**Énoncé**
Dans le texte à lire, reprenez tout le passage depuis « Histoire de la » jusqu'à « en décembre 1992. », en remplaçant « Tchécoslovaquie » par « Tchéco-Slovaquie ».

Histoire de la Tchécoslovaquie
Lors de la dislocation de l'Autriche-Hongrie dans la phase finale de la Première Guerre mondiale, la Tchécoslovaquie se proclama indépendante fin octobre 1918.
Les Tchèques et les Slovaques n'étaient pas au même niveau de développement économique et technologique et les différences entre les deux cultures jouèrent un certain rôle dans l'apparition de tensions durant les soixante-dix ans de leurs union, qui prit fin en décembre 1992.
Antécédents
La création de la Tchécoslovaquie en 1918 fut l'aboutissement d'un long processus d'émancipation commencé avec la renaissance culturelle des Tchèques, des Slovaques (initiée par Ľudovít Štúr) et des Ruthènes de l'empire multi-national dirigé par la famille des Habsbourg, processus initialement appelé « austroslavisme ». Depuis le VIe siècle, les Tchèques vivaient principalement en Bohême et en Moravie, mais des colons allemands appelés « Sudètes » s'étaient installés en périphérie de la Bohême depuis le XIIIe siècle. Après 1526, la Bohême tomba sous le contrôle de la maison des Habsbourg alors élus rois de Bohême avant de devenir les dirigeants héréditaires du pays. Après la bataille de la Montagne-Blanche en 1620, le Royaume de Bohême fut progressivement intégré à la monarchie Habsbourgeoise comme l'une des trois composantes principales aux côtés de l'archiduché d'Autriche et du royaume de Hongrie dont faisaient partie la Slovaquie et la Ruthénie. Alors que la Bohême et la Moravie subissaient un processus de germanisation, le tchèque n'étant plus parlé que par les classes populaires, les Slovaques et les Ruthènes furent l'objet d'un processus parallèle de magyarisation : leurs territoires étaient alors sous domination de la noblesse autrichienne et de la noblesse hongroise, qui possédaient plus de 80% des terres[1].

**Données fournies**
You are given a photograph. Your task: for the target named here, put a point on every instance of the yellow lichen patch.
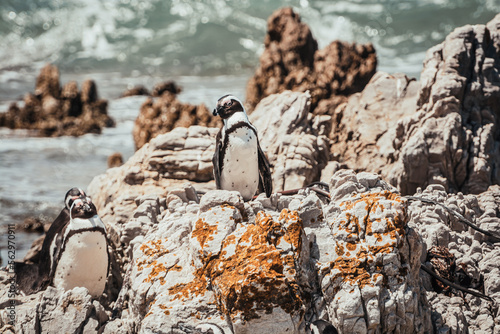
(356, 255)
(253, 278)
(153, 250)
(176, 268)
(203, 231)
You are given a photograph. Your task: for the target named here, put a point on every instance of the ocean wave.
(191, 37)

**Exercice corrigé**
Histoire de la Tchéco-Slovaquie
Lors de la dislocation de l'Autriche-Hongrie dans la phase finale de la Première Guerre mondiale, la Tchéco-Slovaquie se proclama indépendante fin octobre 1918.
Les Tchèques et les Slovaques n'étaient pas au même niveau de développement économique et technologique et les différences entre les deux cultures jouèrent un certain rôle dans l'apparition de tensions durant les soixante-dix ans de leurs union, qui prit fin en décembre 1992.